Try it:
Please look for the string "green" below and report every line in which it occurs.

Task data:
= = = =

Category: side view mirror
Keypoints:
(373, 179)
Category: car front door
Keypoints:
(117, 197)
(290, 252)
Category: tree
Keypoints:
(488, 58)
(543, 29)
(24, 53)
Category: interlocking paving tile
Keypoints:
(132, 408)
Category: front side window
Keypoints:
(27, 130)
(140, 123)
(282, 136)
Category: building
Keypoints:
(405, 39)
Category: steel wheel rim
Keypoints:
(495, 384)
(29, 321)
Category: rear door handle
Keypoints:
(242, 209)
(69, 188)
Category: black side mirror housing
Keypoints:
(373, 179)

= = = =

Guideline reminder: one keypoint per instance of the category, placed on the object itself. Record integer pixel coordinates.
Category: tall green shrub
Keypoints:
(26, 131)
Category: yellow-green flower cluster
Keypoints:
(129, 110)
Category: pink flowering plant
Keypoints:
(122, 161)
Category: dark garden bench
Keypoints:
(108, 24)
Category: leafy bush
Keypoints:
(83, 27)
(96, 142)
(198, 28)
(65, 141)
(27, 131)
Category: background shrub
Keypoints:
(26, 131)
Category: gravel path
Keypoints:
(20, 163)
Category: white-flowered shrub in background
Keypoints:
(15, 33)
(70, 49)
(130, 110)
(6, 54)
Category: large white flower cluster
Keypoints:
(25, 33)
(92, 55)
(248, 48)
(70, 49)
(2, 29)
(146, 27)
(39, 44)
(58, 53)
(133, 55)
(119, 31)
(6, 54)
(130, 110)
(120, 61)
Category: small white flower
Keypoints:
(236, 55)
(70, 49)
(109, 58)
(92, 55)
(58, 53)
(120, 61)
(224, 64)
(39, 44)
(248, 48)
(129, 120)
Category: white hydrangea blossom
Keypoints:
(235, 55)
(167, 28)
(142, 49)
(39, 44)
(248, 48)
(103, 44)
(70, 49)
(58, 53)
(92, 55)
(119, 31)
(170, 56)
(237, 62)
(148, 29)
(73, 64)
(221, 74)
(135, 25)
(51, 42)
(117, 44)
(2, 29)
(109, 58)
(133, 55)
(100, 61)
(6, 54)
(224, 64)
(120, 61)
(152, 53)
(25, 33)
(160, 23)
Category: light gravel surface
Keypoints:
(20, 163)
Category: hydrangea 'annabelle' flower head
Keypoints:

= = = =

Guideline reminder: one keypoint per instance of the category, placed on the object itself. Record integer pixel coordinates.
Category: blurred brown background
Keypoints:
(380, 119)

= = = =

Written solution:
Category: tall green shrub
Category: yellow-green flower cluster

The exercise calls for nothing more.